● **Dataset content**
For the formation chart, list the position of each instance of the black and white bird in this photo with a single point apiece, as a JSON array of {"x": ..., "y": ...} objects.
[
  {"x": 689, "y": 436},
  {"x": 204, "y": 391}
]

● **Exercise**
Repeat the records above exactly.

● **Answer to this problem**
For the formation chart, list the position of each instance of the black and white bird in this photo with a single point apiece, as a JSON array of {"x": ..., "y": ...} objects.
[
  {"x": 689, "y": 436},
  {"x": 204, "y": 391}
]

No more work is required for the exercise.